**IL TUO COMPITO:** Nel testo sull'omicidio di Barbara Corvi, chi ringrazia il procuratore capo Alberto Liguori in apertura di conferenza stampa? Elencali tutti.
══ ESTRATTO SELEZIONATO
A parlare, per i familiari di Barbara Corvi, è l’avvocato Gaetano Vasaturo che li rappresenta: «Oggi, come ogni altro giorno da quel 27 ottobre del 2009, il loro pensiero è per Barbara. Nessuno potrà più restituirla al loro affetto ma ora sentono il conforto di una giustizia e di una verità che percepiscono più vicina. Ci tengono – aggiunge l’avvocato Vasaturo – a ringraziare di cuore il procuratore Liguori e tutti gli uomini e le donne dell’Arma dei carabinieri per la dedizione e la professionalità con cui hanno seguito e stanno seguendo questa triste vicenda».

Duplice movente

Fra le ore 16 e le 17.30 del 27 ottobre 2009: è in questa ‘finestra’ temporale che, secondo gli inquirenti, è avvenuto l’omicidio di Barbara Corvi. Per il procuratore capo Alberto Liguori, il movente è duplice: «La gelosia, segnata dalla ‘mentalità mafiosa’ che impone di lavare con il sangue ogni tradimento, oltre a ragioni economiche». In apertura di conferenza stampa Liguori ha ringraziato l’Arma di Terni, il maggiore Spoti ed anche il luogotenente Ferrante e l’ispettore capo Cardarelli – che guida la sezione di polizia giudiziaria presso la procura -, «tutti capaci di condurre un lavoro di altissimo profilo e che hanno messo in campo ogni energia».

Roberto Lo Giudice

«Mentalità mafiosa» all’origine del delitto

Dopo l’archiviazione datata 2015, Liguori, il suo staff e l’Arma dei carabinieri si sono messi a studiare, sostanzialmente da capo, l’intera vicenda. «I media e il web sono state fonti importantissime – ha detto il procuratore capo -. Abbiamo ricostruito la storia di Barbara, quella del marito Roberto Lo Giudice, il suo arrivo in Umbria dalla Calabria insieme al padre Giuseppe che, ucciso poi in un agguato mafioso nel Lazio, era ad Amelia in ‘soggiorno obbligato’. Abbiamo ricostruito il matrimonio che la famiglia di Barbara non aveva mai visto di buon occhio, le vicende e le vicissitudini personali ed economiche della coppia. E ci siamo convinti che ci sia stato un omicidio, la cui matrice non è stata ‘mafiosa’ in senso stretto, ma legata alla ‘mentalità mafiosa’. Un delitto nato e maturato in un contesto in cui la donna è un oggetto, non ha una propria autonomia, non può decidere. Ed ogni tradimento, in base al ‘codice d’onore’ della ‘ndrangheta, deve essere ‘lavato con il sangue’».
════
══ DATI MOSTRATI
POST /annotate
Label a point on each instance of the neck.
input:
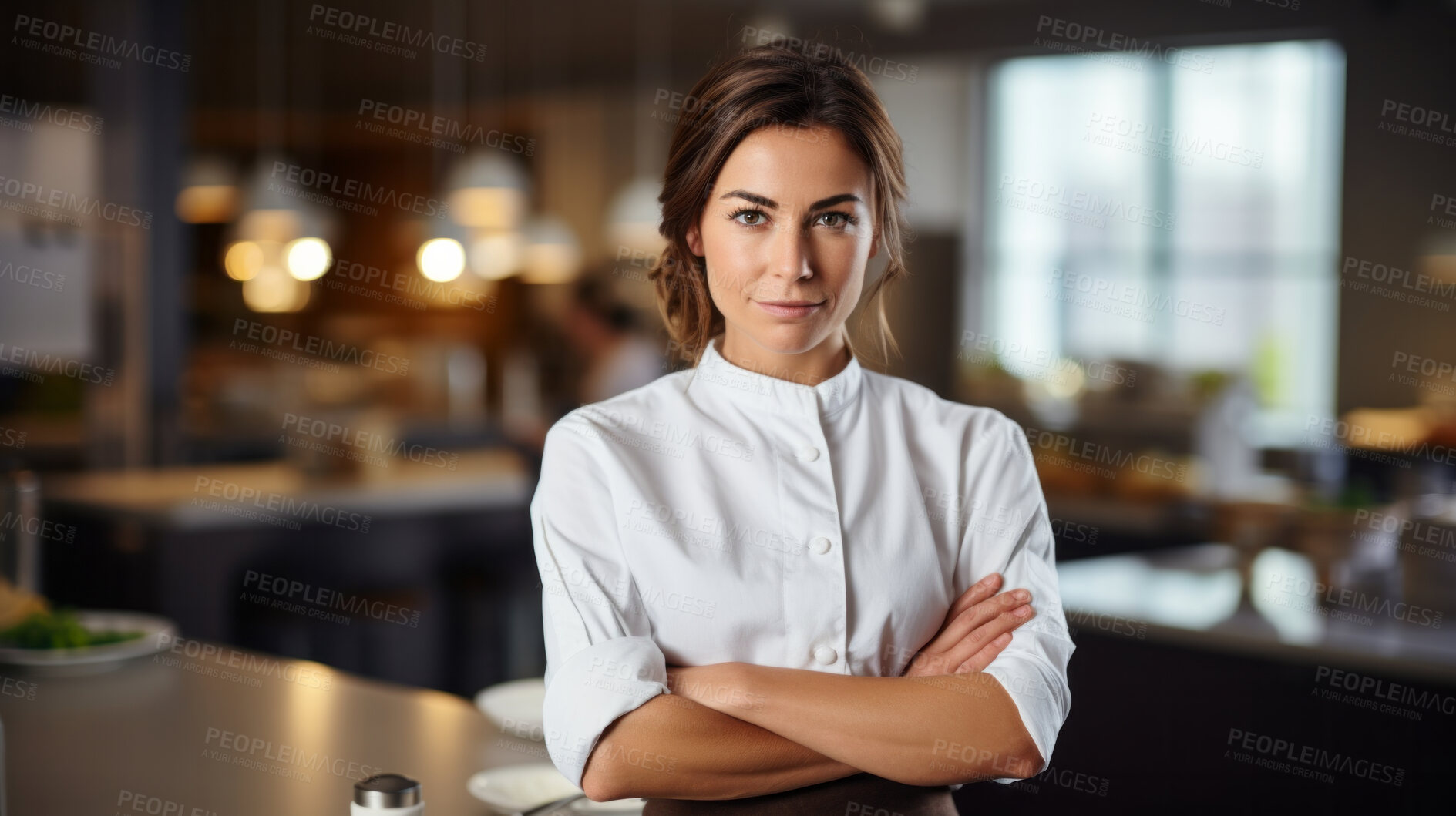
════
**RISPOSTA AL COMPITO:**
- L'Arma di Terni
- Il maggiore Spoti
- Il luogotenente Ferrante
- L'ispettore capo Cardarelli